(Required task A)
Can you return the passage on HIPAA cloud guidance word for word, starting with "Encryption.  Significantly, OCR" and going on through "during emergency situations."?
(Required task B)
How would you put this sentence from the passage on HIPAA cloud guidance into Spanish: "OCR referred in this regard to previously published guidance on the use of mobile devices."

(Page extract)
__________________________________________________
The guidance covers basic yet important topics, including affirming that covered entities and business associates may engage CSPs to store or process electronic protected health information (“ePHI”), and may only do so under a HIPAA-compliant business associate agreement.  OCR has also used the guidance to clarify some aspects of HIPAA’s application to CSPs. 

Encryption.  Significantly, OCR clarifies in the guidance that a CSP storing or maintaining ePHI on behalf of a covered entity or business associate is itself a business associate even if the ePHI is encrypted and the CSP lacks the encryption key for the data, thereby providing what OCR refers to as “no-view” services to covered entities or business associates.  OCR cautions in the guidance that although encryption may significantly reduce the risk of ePHI being viewed by unauthorized person, encryption does not maintain the integrity and availability of ePHI, such as by ensuring that information is not corrupted by malware or ensuring through contingency planning that the data remains available to authorized persons during emergency situations. 

Use of Mobile Devices.  The guidance affirms that health care providers, other covered entities and business associates may use mobile devices to access ePHI in a cloud so long as appropriate safeguards are implemented on the mobile device and in the cloud.  OCR referred in this regard to previously published guidance on the use of mobile devices.
__________________________________________________
(Data supplied)
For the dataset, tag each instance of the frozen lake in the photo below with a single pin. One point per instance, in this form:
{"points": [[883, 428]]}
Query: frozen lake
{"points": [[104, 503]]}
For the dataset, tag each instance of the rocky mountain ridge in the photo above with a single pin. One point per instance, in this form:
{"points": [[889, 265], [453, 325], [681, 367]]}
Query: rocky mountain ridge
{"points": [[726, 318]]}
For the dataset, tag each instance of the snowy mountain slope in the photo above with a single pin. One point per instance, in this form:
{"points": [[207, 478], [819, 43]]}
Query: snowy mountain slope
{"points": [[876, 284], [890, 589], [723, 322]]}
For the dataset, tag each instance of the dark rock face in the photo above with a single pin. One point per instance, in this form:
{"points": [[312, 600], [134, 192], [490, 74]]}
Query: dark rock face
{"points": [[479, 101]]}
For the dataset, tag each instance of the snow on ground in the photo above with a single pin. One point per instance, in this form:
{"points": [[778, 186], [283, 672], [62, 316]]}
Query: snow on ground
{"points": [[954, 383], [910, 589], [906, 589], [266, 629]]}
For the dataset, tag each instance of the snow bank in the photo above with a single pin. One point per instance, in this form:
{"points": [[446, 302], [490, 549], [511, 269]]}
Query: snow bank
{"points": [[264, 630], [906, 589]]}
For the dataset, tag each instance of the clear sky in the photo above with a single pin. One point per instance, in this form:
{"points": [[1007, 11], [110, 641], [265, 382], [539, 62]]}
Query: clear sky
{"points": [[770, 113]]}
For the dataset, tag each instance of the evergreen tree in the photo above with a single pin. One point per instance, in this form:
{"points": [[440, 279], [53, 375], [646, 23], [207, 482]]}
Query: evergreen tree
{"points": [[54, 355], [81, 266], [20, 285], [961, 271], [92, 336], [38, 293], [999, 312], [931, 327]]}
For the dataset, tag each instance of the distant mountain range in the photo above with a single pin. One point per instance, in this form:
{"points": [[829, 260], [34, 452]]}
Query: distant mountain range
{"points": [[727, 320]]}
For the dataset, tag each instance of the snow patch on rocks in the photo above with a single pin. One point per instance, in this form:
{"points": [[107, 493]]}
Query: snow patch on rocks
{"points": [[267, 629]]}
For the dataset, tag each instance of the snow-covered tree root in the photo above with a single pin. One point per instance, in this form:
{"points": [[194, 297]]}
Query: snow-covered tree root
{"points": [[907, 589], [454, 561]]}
__________________________________________________
(Task solution A)
Encryption.  Significantly, OCR clarifies in the guidance that a CSP storing or maintaining ePHI on behalf of a covered entity or business associate is itself a business associate even if the ePHI is encrypted and the CSP lacks the encryption key for the data, thereby providing what OCR refers to as “no-view” services to covered entities or business associates.  OCR cautions in the guidance that although encryption may significantly reduce the risk of ePHI being viewed by unauthorized person, encryption does not maintain the integrity and availability of ePHI, such as by ensuring that information is not corrupted by malware or ensuring through contingency planning that the data remains available to authorized persons during emergency situations.

(Task solution B)
En este sentido, la OCR hizo referencia a una guía publicada previamente sobre el uso de dispositivos móviles.